(Object location annotation data)
____________
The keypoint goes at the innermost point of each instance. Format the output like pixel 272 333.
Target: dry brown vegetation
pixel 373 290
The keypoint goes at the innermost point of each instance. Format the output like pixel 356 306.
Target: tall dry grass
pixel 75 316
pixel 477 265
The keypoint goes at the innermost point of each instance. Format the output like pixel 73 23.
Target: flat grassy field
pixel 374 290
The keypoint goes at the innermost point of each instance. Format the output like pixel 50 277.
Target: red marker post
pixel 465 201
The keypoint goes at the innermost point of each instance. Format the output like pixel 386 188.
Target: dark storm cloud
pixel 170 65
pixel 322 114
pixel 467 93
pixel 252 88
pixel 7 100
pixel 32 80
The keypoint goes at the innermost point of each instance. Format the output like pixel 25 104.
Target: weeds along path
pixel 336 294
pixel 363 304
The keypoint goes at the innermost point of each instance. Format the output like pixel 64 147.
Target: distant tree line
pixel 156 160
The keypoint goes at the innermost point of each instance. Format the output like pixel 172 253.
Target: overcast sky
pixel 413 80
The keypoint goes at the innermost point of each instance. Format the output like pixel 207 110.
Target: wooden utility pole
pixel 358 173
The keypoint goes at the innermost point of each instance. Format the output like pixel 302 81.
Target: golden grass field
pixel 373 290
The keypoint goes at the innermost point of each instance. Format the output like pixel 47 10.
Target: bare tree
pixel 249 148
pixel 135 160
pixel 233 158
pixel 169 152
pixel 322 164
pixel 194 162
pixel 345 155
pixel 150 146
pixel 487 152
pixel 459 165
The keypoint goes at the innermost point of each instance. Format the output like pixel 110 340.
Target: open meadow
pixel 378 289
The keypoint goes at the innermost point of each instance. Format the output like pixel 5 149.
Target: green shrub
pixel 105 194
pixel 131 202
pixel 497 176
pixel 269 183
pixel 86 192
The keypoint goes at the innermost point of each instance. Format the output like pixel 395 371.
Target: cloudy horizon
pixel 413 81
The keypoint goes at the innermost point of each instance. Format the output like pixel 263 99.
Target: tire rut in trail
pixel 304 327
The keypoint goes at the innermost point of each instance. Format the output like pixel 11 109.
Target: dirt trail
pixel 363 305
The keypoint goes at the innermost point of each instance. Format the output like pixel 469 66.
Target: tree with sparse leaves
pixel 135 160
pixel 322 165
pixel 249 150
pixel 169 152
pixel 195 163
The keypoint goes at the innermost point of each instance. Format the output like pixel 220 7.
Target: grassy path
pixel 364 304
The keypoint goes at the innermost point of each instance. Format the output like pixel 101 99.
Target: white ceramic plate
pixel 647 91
____________
- _Aim of the exercise_
Rename every "Target" in the listing to "Object" and reproduce the whole listing with nothing else changed.

- _Written solution_
The keypoint goes at the innermost point of each instance. Format the output like pixel 272 333.
Object: dry brown vegetation
pixel 373 290
The keypoint goes at the innermost point of each instance. Format the output like pixel 356 306.
Object: tall dry grass
pixel 75 316
pixel 477 265
The keypoint goes at the innermost point of each instance. Format the output like pixel 73 23.
Object: flat grassy field
pixel 374 290
The keypoint goes at the innermost point of each instance. Format the output like pixel 50 277.
Object: red marker post
pixel 465 201
The keypoint goes at the innermost point of each instance. Format the output like pixel 386 188.
Object: dark storm cloud
pixel 170 65
pixel 322 114
pixel 467 93
pixel 252 88
pixel 7 100
pixel 32 80
The keypoint goes at the innermost point of each instance. Format the output like pixel 25 104.
Object: weeds along path
pixel 336 294
pixel 363 304
The keypoint goes at the innermost point of each instance. Format the output like pixel 64 147.
Object: distant tree line
pixel 156 160
The keypoint goes at the innermost point of each instance. Format the output like pixel 172 253.
Object: overcast sky
pixel 413 80
The keypoint goes at the innermost point of each instance. Format the output like pixel 207 110.
Object: wooden utility pole
pixel 358 173
The keypoint goes at the innermost point of each instance. Format the output like pixel 302 81.
Object: golden grass field
pixel 373 290
The keypoint goes at the innermost point of each instance. Format the output like pixel 47 10.
Object: bare tree
pixel 249 148
pixel 135 160
pixel 233 158
pixel 169 152
pixel 322 164
pixel 194 162
pixel 345 155
pixel 150 146
pixel 487 152
pixel 459 165
The keypoint goes at the innermost point of each instance. Format the output like pixel 110 340.
Object: open meadow
pixel 378 289
The keypoint goes at the innermost point of each instance. Format the output like pixel 5 149.
Object: green shrub
pixel 105 194
pixel 131 202
pixel 497 176
pixel 269 183
pixel 86 192
The keypoint goes at the innermost point of each instance. Format the output like pixel 395 371.
Object: cloudy horizon
pixel 413 81
The keypoint goes at the innermost point of each instance. Format the output like pixel 263 99.
Object: tire rut in trail
pixel 304 327
The keypoint goes at the innermost point of each instance. Format the output like pixel 11 109.
Object: dirt trail
pixel 363 305
The keypoint goes at the innermost point of each instance. Format the output like pixel 469 66.
Object: tree with sparse leaves
pixel 135 160
pixel 322 165
pixel 249 150
pixel 169 152
pixel 195 163
The keypoint goes at the innermost point of each instance. Format the output like pixel 220 7.
Object: grassy path
pixel 364 304
The keypoint goes at the innermost point of each instance. Format the output like pixel 101 99.
Object: white ceramic plate
pixel 647 91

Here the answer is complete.